TEKST –
Verwerking van afvalstoffen met minimale milieubelasting is de belangrijkste grondslag voor de Wet Milieubeheer. De totale milieubelasting van de verwerking van 12.000 ton chemisch afval volgens de Nuloptie van Edelchemie bedraagt

Lucht:   a. stof (8 ton)            8,0 ton 
         b. verzurende gassen      17,6 ton 
         c. zware metalen          0,24 ton 
water:   Metalen                   0,08 ton 
Bodem:   Metalen-Gips              0,75 ton 
         Obsidiaan                 0,01 ton 
         ----------------------------------
         totaal                   26,68 ton 

De totale milieubelasting bedraagt derhalve 0,22% van de verwerkte hoeveelheid afval. De Nuloptie is derhalve voor 99.78% bereikt. Een groot aantal voorwaarden in de W.M.-vergunning betekenen een beperking van de toepassing van de Nuloptie-technologie. Dit is gezien het fundament van de Wet Milieubeheer en de juist zeer geringe totale milieubelasting van de procesvoering bij Edelchemie totaal in strijd met de Wet Milieubeheer. Het bevoegde gezag handelt in strijd met de Wet Milieubeheer.

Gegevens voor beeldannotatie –
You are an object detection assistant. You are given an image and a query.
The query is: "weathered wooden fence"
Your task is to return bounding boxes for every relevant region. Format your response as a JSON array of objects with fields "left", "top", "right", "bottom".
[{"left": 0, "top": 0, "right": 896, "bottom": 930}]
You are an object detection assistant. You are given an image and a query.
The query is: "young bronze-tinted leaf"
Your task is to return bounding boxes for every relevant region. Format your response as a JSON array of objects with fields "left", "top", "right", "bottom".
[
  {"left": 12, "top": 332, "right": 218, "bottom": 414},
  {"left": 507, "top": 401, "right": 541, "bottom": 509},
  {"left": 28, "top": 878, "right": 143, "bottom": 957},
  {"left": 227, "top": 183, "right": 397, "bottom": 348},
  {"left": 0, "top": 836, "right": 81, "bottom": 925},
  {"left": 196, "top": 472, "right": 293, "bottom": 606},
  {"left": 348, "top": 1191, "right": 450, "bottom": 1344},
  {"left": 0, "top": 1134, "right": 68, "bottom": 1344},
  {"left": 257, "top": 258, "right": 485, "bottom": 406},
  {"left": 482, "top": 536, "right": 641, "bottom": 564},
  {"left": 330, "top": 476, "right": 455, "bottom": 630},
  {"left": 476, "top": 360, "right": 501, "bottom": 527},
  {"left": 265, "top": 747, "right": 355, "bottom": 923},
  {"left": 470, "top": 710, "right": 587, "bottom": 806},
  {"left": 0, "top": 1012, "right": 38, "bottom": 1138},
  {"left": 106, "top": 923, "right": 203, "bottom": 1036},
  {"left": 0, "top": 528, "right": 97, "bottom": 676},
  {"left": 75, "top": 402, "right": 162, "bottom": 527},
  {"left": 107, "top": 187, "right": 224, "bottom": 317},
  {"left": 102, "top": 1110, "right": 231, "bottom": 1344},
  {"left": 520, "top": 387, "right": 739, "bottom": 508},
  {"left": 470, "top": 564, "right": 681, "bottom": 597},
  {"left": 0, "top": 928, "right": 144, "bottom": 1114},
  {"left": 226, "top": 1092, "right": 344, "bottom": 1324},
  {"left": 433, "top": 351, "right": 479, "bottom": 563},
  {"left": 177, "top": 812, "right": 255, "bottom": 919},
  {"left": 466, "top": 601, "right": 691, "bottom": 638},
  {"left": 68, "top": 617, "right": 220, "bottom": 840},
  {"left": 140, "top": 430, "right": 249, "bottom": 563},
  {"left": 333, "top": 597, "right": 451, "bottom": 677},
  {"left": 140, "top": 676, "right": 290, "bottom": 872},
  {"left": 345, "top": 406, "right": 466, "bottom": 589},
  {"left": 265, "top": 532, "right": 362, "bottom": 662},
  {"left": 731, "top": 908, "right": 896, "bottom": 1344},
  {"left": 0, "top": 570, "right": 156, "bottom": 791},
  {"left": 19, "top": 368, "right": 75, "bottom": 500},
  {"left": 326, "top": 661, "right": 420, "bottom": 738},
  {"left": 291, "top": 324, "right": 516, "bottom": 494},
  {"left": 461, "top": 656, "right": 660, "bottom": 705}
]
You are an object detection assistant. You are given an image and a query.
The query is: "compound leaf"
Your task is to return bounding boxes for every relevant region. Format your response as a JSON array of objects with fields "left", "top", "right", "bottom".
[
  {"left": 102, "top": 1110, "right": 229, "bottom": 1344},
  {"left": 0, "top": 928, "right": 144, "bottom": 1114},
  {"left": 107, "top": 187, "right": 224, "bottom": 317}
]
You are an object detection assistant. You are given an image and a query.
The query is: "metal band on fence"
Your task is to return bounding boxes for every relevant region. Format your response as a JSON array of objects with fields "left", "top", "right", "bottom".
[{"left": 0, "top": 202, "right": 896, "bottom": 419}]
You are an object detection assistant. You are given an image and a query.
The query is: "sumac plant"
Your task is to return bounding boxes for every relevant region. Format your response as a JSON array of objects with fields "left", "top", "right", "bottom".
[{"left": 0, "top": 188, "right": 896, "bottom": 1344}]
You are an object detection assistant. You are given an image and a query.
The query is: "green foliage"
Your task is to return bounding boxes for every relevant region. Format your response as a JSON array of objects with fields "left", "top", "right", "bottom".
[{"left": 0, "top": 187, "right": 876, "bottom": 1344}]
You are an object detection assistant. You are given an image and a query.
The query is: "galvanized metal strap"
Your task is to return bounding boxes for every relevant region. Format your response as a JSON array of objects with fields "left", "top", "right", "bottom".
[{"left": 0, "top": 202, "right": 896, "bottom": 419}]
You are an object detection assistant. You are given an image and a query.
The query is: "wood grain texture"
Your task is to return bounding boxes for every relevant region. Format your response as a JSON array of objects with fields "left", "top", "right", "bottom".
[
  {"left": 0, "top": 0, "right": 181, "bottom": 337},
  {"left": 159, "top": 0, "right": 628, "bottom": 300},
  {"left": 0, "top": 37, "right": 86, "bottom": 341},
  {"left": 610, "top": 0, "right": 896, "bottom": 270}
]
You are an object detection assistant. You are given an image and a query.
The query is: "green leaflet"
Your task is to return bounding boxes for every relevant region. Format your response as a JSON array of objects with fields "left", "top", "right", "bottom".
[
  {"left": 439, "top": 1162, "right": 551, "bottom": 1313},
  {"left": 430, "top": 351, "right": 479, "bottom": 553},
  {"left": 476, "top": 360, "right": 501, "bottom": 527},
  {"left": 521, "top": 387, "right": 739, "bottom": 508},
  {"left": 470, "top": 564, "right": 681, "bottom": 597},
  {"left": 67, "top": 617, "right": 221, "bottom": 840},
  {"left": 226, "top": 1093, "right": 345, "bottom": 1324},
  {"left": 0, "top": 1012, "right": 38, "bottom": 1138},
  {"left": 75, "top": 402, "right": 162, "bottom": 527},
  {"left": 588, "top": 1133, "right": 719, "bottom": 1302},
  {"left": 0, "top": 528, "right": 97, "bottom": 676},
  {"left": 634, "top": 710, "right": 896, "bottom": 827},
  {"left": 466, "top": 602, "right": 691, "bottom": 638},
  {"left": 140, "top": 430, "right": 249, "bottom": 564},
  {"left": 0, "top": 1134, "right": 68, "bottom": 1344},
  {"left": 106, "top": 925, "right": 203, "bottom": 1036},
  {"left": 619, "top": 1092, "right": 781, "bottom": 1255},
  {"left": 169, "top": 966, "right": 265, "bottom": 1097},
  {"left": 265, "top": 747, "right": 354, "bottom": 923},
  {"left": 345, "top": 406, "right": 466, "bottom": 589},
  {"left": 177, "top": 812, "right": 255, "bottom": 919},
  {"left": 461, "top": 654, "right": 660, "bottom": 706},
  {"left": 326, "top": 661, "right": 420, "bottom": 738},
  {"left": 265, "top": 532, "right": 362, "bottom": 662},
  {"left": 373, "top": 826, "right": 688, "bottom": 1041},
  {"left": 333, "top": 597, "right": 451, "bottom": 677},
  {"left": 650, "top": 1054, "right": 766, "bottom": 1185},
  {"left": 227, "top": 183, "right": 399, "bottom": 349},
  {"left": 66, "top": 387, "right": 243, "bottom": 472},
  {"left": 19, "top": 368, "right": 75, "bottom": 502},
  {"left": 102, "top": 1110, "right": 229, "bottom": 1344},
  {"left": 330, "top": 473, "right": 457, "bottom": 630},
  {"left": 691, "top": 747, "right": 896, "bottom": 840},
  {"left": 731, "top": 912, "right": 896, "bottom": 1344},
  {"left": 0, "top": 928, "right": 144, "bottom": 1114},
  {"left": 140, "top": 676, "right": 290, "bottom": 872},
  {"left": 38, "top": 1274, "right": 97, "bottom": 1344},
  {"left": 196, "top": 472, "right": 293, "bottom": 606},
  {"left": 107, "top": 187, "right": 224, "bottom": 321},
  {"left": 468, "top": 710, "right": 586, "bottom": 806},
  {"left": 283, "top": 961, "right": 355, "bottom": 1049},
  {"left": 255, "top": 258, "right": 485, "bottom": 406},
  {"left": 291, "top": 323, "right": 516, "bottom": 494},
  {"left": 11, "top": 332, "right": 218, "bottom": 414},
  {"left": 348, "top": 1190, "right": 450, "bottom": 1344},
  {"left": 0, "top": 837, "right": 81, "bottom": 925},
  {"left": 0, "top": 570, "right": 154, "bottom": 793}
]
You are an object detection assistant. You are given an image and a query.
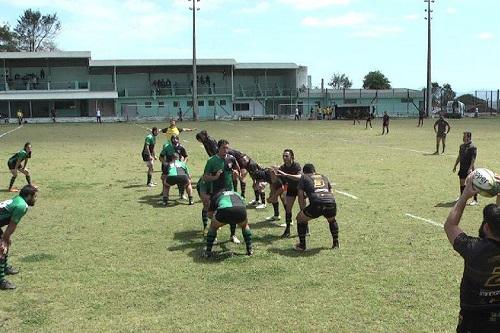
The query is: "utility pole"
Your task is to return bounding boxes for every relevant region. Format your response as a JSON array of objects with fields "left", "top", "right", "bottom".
[
  {"left": 424, "top": 0, "right": 434, "bottom": 116},
  {"left": 188, "top": 0, "right": 200, "bottom": 121}
]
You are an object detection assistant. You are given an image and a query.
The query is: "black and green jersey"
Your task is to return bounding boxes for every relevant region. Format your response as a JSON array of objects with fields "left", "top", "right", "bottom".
[
  {"left": 8, "top": 149, "right": 31, "bottom": 166},
  {"left": 209, "top": 191, "right": 246, "bottom": 212},
  {"left": 144, "top": 133, "right": 156, "bottom": 155},
  {"left": 167, "top": 160, "right": 189, "bottom": 177},
  {"left": 203, "top": 155, "right": 236, "bottom": 193},
  {"left": 160, "top": 142, "right": 175, "bottom": 162},
  {"left": 0, "top": 196, "right": 28, "bottom": 227}
]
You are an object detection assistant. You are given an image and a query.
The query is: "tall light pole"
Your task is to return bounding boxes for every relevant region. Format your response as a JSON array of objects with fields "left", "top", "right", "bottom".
[
  {"left": 188, "top": 0, "right": 200, "bottom": 121},
  {"left": 424, "top": 0, "right": 434, "bottom": 116}
]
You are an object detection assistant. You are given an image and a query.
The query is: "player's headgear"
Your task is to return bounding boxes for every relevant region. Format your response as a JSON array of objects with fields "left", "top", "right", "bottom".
[
  {"left": 302, "top": 163, "right": 316, "bottom": 173},
  {"left": 217, "top": 139, "right": 229, "bottom": 148}
]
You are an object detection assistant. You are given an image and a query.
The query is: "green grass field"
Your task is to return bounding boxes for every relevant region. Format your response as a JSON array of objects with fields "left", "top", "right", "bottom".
[{"left": 0, "top": 119, "right": 500, "bottom": 332}]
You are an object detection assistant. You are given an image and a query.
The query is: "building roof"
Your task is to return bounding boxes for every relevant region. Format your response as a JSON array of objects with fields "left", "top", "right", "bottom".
[
  {"left": 234, "top": 62, "right": 299, "bottom": 69},
  {"left": 0, "top": 51, "right": 90, "bottom": 59},
  {"left": 90, "top": 59, "right": 236, "bottom": 67}
]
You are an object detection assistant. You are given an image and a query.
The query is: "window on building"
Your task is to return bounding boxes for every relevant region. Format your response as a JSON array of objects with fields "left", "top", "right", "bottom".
[{"left": 233, "top": 103, "right": 250, "bottom": 111}]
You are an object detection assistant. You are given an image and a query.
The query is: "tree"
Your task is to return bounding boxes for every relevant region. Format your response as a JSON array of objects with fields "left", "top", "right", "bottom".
[
  {"left": 363, "top": 71, "right": 391, "bottom": 89},
  {"left": 14, "top": 9, "right": 61, "bottom": 52},
  {"left": 432, "top": 82, "right": 442, "bottom": 107},
  {"left": 0, "top": 24, "right": 18, "bottom": 52},
  {"left": 328, "top": 73, "right": 352, "bottom": 89}
]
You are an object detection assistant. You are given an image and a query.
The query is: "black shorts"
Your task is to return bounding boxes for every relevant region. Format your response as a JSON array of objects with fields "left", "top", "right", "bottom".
[
  {"left": 7, "top": 162, "right": 23, "bottom": 170},
  {"left": 165, "top": 175, "right": 189, "bottom": 186},
  {"left": 457, "top": 309, "right": 500, "bottom": 333},
  {"left": 286, "top": 185, "right": 299, "bottom": 197},
  {"left": 458, "top": 168, "right": 469, "bottom": 179},
  {"left": 303, "top": 202, "right": 337, "bottom": 219},
  {"left": 215, "top": 207, "right": 247, "bottom": 224}
]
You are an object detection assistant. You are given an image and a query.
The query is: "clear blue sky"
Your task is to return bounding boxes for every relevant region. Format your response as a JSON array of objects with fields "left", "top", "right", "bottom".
[{"left": 0, "top": 0, "right": 500, "bottom": 92}]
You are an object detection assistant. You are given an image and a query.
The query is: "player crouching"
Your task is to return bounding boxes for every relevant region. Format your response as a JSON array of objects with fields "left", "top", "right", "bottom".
[
  {"left": 162, "top": 153, "right": 193, "bottom": 206},
  {"left": 203, "top": 191, "right": 253, "bottom": 258},
  {"left": 294, "top": 164, "right": 339, "bottom": 252}
]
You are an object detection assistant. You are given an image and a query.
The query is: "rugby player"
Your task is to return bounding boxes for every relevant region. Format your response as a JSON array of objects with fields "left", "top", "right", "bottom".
[
  {"left": 203, "top": 139, "right": 240, "bottom": 243},
  {"left": 7, "top": 142, "right": 32, "bottom": 192},
  {"left": 382, "top": 112, "right": 390, "bottom": 135},
  {"left": 0, "top": 185, "right": 38, "bottom": 290},
  {"left": 161, "top": 119, "right": 196, "bottom": 141},
  {"left": 274, "top": 149, "right": 302, "bottom": 238},
  {"left": 434, "top": 114, "right": 451, "bottom": 155},
  {"left": 444, "top": 175, "right": 500, "bottom": 333},
  {"left": 162, "top": 153, "right": 193, "bottom": 205},
  {"left": 142, "top": 127, "right": 158, "bottom": 187},
  {"left": 203, "top": 191, "right": 253, "bottom": 257},
  {"left": 196, "top": 130, "right": 219, "bottom": 157},
  {"left": 453, "top": 131, "right": 478, "bottom": 206},
  {"left": 294, "top": 164, "right": 339, "bottom": 252}
]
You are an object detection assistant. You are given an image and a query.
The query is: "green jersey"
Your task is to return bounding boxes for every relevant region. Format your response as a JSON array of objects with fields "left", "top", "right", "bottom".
[
  {"left": 160, "top": 142, "right": 175, "bottom": 162},
  {"left": 210, "top": 191, "right": 246, "bottom": 212},
  {"left": 144, "top": 133, "right": 156, "bottom": 154},
  {"left": 0, "top": 196, "right": 28, "bottom": 226},
  {"left": 167, "top": 160, "right": 189, "bottom": 177},
  {"left": 203, "top": 154, "right": 236, "bottom": 194},
  {"left": 8, "top": 149, "right": 28, "bottom": 165}
]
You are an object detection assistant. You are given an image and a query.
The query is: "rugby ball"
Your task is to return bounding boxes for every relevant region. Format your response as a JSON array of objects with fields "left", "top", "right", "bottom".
[{"left": 472, "top": 168, "right": 500, "bottom": 198}]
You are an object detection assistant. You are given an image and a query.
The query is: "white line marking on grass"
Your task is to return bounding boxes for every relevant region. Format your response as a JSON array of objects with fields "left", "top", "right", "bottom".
[
  {"left": 134, "top": 123, "right": 151, "bottom": 131},
  {"left": 405, "top": 213, "right": 444, "bottom": 228},
  {"left": 0, "top": 125, "right": 24, "bottom": 138},
  {"left": 335, "top": 190, "right": 359, "bottom": 200}
]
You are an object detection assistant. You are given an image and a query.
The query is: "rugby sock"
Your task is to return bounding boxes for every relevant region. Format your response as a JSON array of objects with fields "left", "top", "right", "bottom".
[
  {"left": 297, "top": 223, "right": 307, "bottom": 249},
  {"left": 207, "top": 227, "right": 217, "bottom": 252},
  {"left": 328, "top": 220, "right": 339, "bottom": 244},
  {"left": 273, "top": 202, "right": 280, "bottom": 216},
  {"left": 240, "top": 181, "right": 247, "bottom": 198},
  {"left": 253, "top": 190, "right": 260, "bottom": 202},
  {"left": 201, "top": 209, "right": 208, "bottom": 229},
  {"left": 285, "top": 212, "right": 292, "bottom": 230},
  {"left": 9, "top": 176, "right": 16, "bottom": 190},
  {"left": 241, "top": 226, "right": 252, "bottom": 251}
]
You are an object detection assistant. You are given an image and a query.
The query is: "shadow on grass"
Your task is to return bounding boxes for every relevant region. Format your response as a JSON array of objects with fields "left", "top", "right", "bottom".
[
  {"left": 21, "top": 253, "right": 56, "bottom": 262},
  {"left": 267, "top": 247, "right": 327, "bottom": 258},
  {"left": 138, "top": 194, "right": 189, "bottom": 208},
  {"left": 434, "top": 201, "right": 455, "bottom": 208},
  {"left": 250, "top": 220, "right": 285, "bottom": 230},
  {"left": 123, "top": 184, "right": 147, "bottom": 190}
]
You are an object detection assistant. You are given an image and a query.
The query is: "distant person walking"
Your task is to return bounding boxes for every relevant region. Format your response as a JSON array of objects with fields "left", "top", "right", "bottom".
[
  {"left": 95, "top": 108, "right": 102, "bottom": 124},
  {"left": 382, "top": 111, "right": 390, "bottom": 135}
]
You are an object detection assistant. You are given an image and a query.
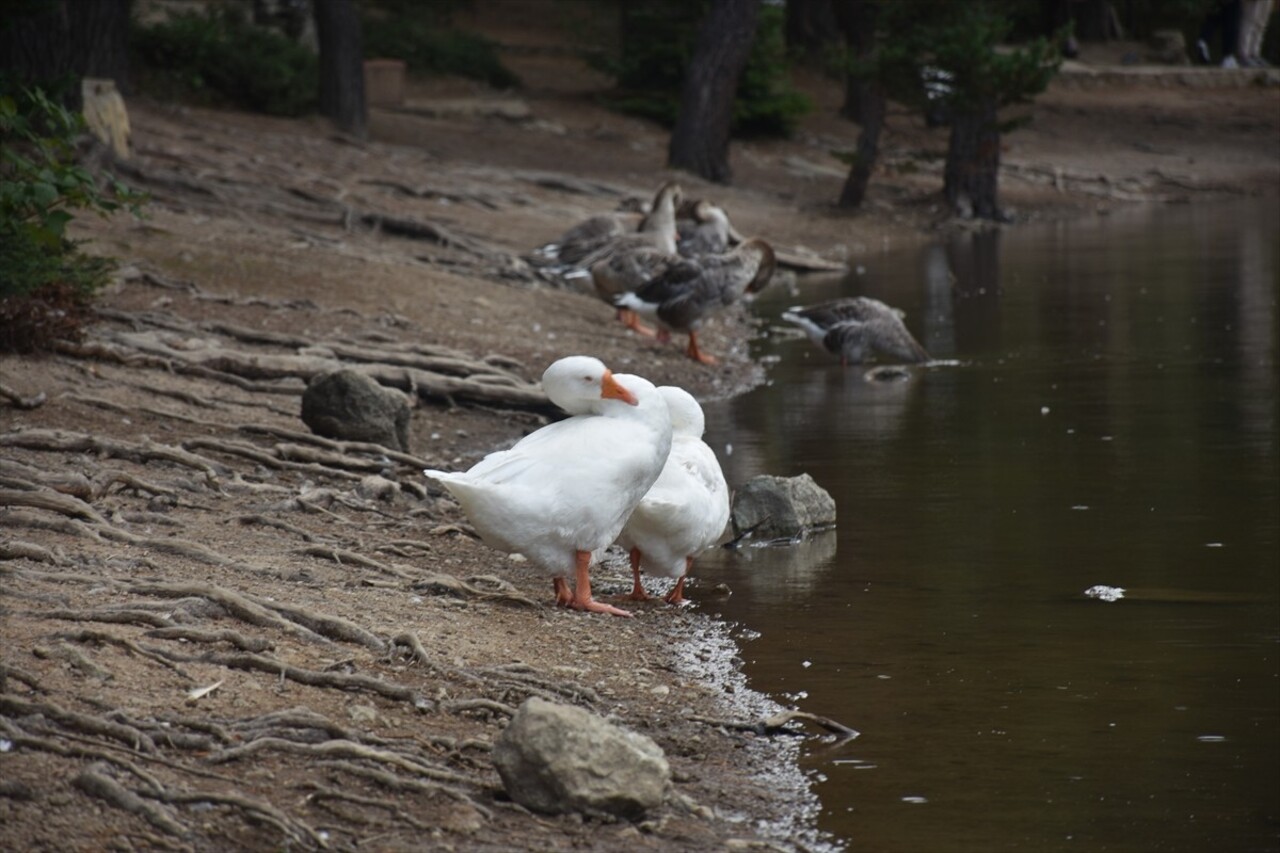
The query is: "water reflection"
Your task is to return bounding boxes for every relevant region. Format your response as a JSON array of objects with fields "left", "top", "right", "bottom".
[{"left": 695, "top": 197, "right": 1280, "bottom": 850}]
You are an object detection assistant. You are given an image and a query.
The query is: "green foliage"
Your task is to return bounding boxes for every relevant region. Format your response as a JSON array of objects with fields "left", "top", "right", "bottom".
[
  {"left": 854, "top": 0, "right": 1061, "bottom": 111},
  {"left": 361, "top": 0, "right": 520, "bottom": 88},
  {"left": 733, "top": 6, "right": 813, "bottom": 136},
  {"left": 129, "top": 6, "right": 319, "bottom": 115},
  {"left": 588, "top": 3, "right": 813, "bottom": 136},
  {"left": 0, "top": 82, "right": 143, "bottom": 350}
]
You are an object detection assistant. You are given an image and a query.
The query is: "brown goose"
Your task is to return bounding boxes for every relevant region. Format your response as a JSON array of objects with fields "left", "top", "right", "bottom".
[
  {"left": 782, "top": 296, "right": 929, "bottom": 365},
  {"left": 614, "top": 237, "right": 777, "bottom": 364},
  {"left": 676, "top": 199, "right": 733, "bottom": 257},
  {"left": 536, "top": 182, "right": 681, "bottom": 269},
  {"left": 576, "top": 181, "right": 681, "bottom": 269}
]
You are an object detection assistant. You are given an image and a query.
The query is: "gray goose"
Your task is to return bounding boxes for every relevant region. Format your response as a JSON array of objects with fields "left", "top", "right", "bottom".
[
  {"left": 614, "top": 237, "right": 777, "bottom": 364},
  {"left": 782, "top": 296, "right": 929, "bottom": 366},
  {"left": 676, "top": 199, "right": 733, "bottom": 257}
]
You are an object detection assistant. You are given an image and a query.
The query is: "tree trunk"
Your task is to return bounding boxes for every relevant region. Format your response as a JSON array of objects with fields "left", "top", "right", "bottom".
[
  {"left": 0, "top": 0, "right": 129, "bottom": 110},
  {"left": 832, "top": 0, "right": 884, "bottom": 209},
  {"left": 315, "top": 0, "right": 367, "bottom": 140},
  {"left": 837, "top": 82, "right": 884, "bottom": 209},
  {"left": 942, "top": 100, "right": 1000, "bottom": 219},
  {"left": 667, "top": 0, "right": 759, "bottom": 183}
]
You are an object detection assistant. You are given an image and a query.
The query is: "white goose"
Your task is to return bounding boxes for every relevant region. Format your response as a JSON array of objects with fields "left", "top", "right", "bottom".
[
  {"left": 618, "top": 386, "right": 730, "bottom": 605},
  {"left": 424, "top": 356, "right": 671, "bottom": 616}
]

OPDRACHT 1 – Welk percentage van de verwerkte hoeveelheid afval bedraagt volgens de tekst over milieubelasting de totale milieubelasting?
OPDRACHT 2 – Geef het stuk uit de tekst over milieubelasting woordelijk terug: begin bij de woorden "De totale milieubelasting bedraagt" en stop na "handelt in strijd met de Wet Milieubeheer.".
De gegevens zijn afkomstig uit een andere bron dan de tekst.

UITGEWERKT ANTWOORD 1 – 0,22%

UITGEWERKT ANTWOORD 2 –
De totale milieubelasting bedraagt derhalve 0,22% van de verwerkte hoeveelheid afval. De Nuloptie is derhalve voor 99.78% bereikt. Een groot aantal voorwaarden in de W.M.-vergunning betekenen een beperking van de toepassing van de Nuloptie-technologie. Dit is gezien het fundament van de Wet Milieubeheer en de juist zeer geringe totale milieubelasting van de procesvoering bij Edelchemie totaal in strijd met de Wet Milieubeheer. Het bevoegde gezag handelt in strijd met de Wet Milieubeheer.